◆ **Task details**: Write out each record exactly and skip every image.

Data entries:
========================================
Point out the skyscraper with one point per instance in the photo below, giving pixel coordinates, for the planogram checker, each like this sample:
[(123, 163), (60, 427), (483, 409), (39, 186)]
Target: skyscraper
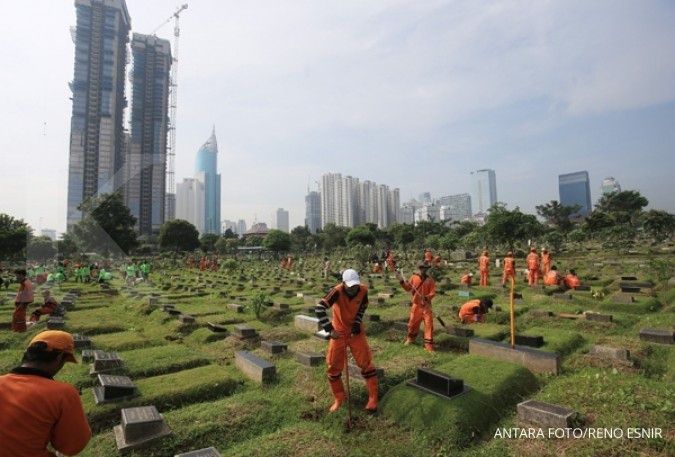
[(313, 211), (575, 189), (190, 202), (96, 131), (146, 155), (207, 166), (484, 185), (282, 220)]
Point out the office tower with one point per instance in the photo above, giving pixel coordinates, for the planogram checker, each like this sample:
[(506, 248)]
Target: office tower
[(455, 207), (190, 202), (575, 189), (484, 190), (282, 220), (145, 166), (610, 185), (313, 211), (207, 169), (96, 156)]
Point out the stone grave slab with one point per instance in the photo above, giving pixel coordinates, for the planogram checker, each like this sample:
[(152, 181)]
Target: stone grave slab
[(140, 426), (437, 383), (274, 347), (114, 388), (545, 415), (533, 359), (259, 370), (658, 335), (310, 359)]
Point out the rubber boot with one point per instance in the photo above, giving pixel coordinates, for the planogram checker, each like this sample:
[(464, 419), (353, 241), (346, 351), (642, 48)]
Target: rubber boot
[(371, 386), (338, 392)]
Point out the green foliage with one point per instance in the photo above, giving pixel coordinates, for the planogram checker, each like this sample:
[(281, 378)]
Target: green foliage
[(178, 235), (13, 236)]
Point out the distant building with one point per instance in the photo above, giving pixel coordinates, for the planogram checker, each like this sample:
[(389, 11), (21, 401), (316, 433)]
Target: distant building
[(610, 185), (484, 184), (313, 211), (575, 189), (282, 220), (190, 202)]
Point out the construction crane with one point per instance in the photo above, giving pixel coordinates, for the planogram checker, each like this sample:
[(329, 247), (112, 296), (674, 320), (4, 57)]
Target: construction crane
[(170, 204)]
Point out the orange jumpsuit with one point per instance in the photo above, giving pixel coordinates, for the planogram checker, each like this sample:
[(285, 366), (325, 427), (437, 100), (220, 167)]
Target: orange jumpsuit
[(423, 291), (509, 269), (532, 268), (484, 267), (24, 297), (347, 313), (470, 312)]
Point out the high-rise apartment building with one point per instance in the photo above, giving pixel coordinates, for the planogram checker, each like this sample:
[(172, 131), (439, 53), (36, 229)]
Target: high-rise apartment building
[(575, 189), (146, 155), (206, 169), (190, 202), (484, 185), (97, 145), (313, 211)]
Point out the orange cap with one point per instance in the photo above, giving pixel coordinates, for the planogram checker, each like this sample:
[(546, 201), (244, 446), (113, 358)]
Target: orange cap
[(58, 341)]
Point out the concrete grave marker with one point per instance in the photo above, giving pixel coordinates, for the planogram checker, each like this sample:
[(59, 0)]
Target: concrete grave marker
[(140, 426)]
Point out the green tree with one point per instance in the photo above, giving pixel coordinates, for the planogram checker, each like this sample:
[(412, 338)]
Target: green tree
[(14, 235), (277, 241), (178, 235), (107, 225)]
========================================
◆ **Solved exercise**:
Point out the skyscraper with one point per instance in the photo below, giving pixel coordinates, for the planogram checker, each like this sample:
[(123, 163), (60, 427), (483, 409), (39, 186)]
Target: skyscraper
[(313, 211), (575, 189), (190, 202), (96, 131), (146, 155), (207, 166), (484, 185), (282, 220)]
Point out the office tower with one point per instance in the photo above, giving pixel coordinates, for the planogram checker, each like this sample:
[(506, 248)]
Target: office tower
[(455, 207), (190, 202), (575, 189), (484, 190), (282, 220), (145, 166), (610, 185), (313, 211), (207, 169), (96, 156)]
Point out the stone grave slab with one point per instance in the photo above, giving pixel coordinates, for the planogram checker, each like this sample:
[(152, 181)]
Target: stone grave slab
[(140, 426), (437, 383), (274, 347), (114, 388), (545, 415), (533, 359), (259, 370), (658, 335), (310, 359)]
Point out the rubber boot with one point per instance in the photo above, giving pixel coordinates, for the planogram checker, each like this sample:
[(464, 419), (353, 241), (346, 351), (642, 48)]
Target: rubber boot
[(371, 386), (338, 392)]
Point out the green foliage with one point per instance in the photo above, giving pixel coordinates, for the planogram checker, each like this sample:
[(281, 378)]
Target: green foliage
[(178, 235), (13, 236)]
Point out the distant building with one point per instance in the photo above, giving pixel coordinates, for the planogram checker, each like this sample:
[(389, 11), (21, 401), (316, 433)]
Target: distant building
[(610, 185), (484, 184), (313, 211), (575, 189), (282, 220), (190, 202)]
Point out the construction crane with one point per instance in the photo above, giving pixel coordinates, for the planogram checker, each like this sample:
[(329, 247), (112, 296), (674, 320), (4, 57)]
Target: construction crane
[(170, 204)]
Point out the orange jumpsuit with one point per instance in the photo above, giving pixel coordinates, for the planogram checker, each like this sample:
[(285, 366), (325, 427), (437, 100), (220, 167)]
Target: orange jumpsuit
[(423, 291), (509, 269), (532, 268), (484, 267), (24, 297), (347, 313), (470, 312)]
Point out the high-rise apartment building with one point per instance in the photo above, giving pixel coordinates, for the planogram checker, each like this sample:
[(172, 131), (439, 53), (36, 229)]
Target: high-rise apartment building
[(575, 189), (146, 155), (206, 169), (190, 202), (484, 185), (97, 145), (313, 211)]
Point out the orange cap with one point per instance in the photo above, giving pixel coordinates, for the planogram checker, each like this sample:
[(546, 201), (244, 446), (113, 358)]
Target: orange cap
[(58, 341)]
Point out the concrete grave marker with one point per instance in the photo above, giving pixel coordinates, for the planogram checker, each like this sample:
[(59, 0)]
Target: concrete grave marker
[(140, 426)]
Point out the green tree with one point per instance in the photo above, giving pixel coordinates, for the planogram checker, each like this sample:
[(412, 338)]
Target: green tree
[(14, 235), (277, 241), (178, 235), (107, 225)]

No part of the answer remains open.